+++ Data provided +++

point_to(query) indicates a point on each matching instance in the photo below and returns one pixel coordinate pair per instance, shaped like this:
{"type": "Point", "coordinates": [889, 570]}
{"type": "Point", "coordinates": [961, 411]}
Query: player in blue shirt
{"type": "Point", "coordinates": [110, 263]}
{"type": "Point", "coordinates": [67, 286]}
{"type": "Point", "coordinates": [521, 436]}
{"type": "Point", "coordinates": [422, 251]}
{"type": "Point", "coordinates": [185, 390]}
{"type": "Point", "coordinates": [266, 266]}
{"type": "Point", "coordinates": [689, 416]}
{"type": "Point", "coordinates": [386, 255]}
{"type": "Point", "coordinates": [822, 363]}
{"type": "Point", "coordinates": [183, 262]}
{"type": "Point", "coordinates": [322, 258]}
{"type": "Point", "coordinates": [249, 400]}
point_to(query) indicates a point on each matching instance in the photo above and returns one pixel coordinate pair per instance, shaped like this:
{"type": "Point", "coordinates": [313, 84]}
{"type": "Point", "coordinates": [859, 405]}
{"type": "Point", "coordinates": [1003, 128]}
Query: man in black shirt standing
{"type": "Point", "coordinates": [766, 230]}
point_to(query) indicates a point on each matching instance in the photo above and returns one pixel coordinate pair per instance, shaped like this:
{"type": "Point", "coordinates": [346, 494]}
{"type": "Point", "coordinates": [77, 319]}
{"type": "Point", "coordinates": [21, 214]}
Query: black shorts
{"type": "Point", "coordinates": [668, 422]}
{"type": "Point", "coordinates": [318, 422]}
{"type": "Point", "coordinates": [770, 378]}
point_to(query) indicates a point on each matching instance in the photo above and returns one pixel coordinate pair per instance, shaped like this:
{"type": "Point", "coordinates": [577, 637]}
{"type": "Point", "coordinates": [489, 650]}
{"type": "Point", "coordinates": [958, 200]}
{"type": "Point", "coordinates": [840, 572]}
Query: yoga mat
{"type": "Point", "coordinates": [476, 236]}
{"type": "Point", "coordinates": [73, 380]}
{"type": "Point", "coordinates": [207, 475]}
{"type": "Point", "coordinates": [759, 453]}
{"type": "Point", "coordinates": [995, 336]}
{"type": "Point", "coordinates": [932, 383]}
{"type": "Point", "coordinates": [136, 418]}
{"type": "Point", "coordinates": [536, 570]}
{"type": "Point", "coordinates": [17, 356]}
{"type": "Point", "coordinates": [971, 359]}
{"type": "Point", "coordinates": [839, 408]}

+++

» Task directions
Each entry above should be repeated exactly, with no line left out.

» Solved problem
point_to(query) indicates a point on each matching instance in the photo below and returns one pixel coordinate pair per instance, shaped like this:
{"type": "Point", "coordinates": [889, 570]}
{"type": "Point", "coordinates": [961, 411]}
Query: player in blue shirt
{"type": "Point", "coordinates": [110, 263]}
{"type": "Point", "coordinates": [67, 286]}
{"type": "Point", "coordinates": [521, 436]}
{"type": "Point", "coordinates": [422, 251]}
{"type": "Point", "coordinates": [185, 390]}
{"type": "Point", "coordinates": [266, 266]}
{"type": "Point", "coordinates": [689, 416]}
{"type": "Point", "coordinates": [386, 255]}
{"type": "Point", "coordinates": [822, 363]}
{"type": "Point", "coordinates": [183, 262]}
{"type": "Point", "coordinates": [322, 258]}
{"type": "Point", "coordinates": [249, 400]}
point_to(query) indicates a point on each matching instance in the photo above and returns one pixel coordinate pair per instance, shaped like this:
{"type": "Point", "coordinates": [313, 84]}
{"type": "Point", "coordinates": [859, 405]}
{"type": "Point", "coordinates": [1003, 128]}
Query: man in black shirt standing
{"type": "Point", "coordinates": [766, 230]}
point_to(query) indicates a point on each matching instance in the photo above and returns one pixel coordinate pair per instance, shaped like this:
{"type": "Point", "coordinates": [346, 494]}
{"type": "Point", "coordinates": [77, 319]}
{"type": "Point", "coordinates": [21, 214]}
Query: black shorts
{"type": "Point", "coordinates": [668, 422]}
{"type": "Point", "coordinates": [318, 422]}
{"type": "Point", "coordinates": [770, 378]}
point_to(query) indicates a point on each matching instance in the photo above and returns one pixel coordinate pair per instance, shaped like this:
{"type": "Point", "coordinates": [577, 637]}
{"type": "Point", "coordinates": [489, 650]}
{"type": "Point", "coordinates": [958, 200]}
{"type": "Point", "coordinates": [840, 572]}
Query: yoga mat
{"type": "Point", "coordinates": [476, 236]}
{"type": "Point", "coordinates": [73, 380]}
{"type": "Point", "coordinates": [207, 475]}
{"type": "Point", "coordinates": [759, 453]}
{"type": "Point", "coordinates": [995, 336]}
{"type": "Point", "coordinates": [932, 383]}
{"type": "Point", "coordinates": [136, 418]}
{"type": "Point", "coordinates": [536, 570]}
{"type": "Point", "coordinates": [17, 356]}
{"type": "Point", "coordinates": [971, 359]}
{"type": "Point", "coordinates": [839, 408]}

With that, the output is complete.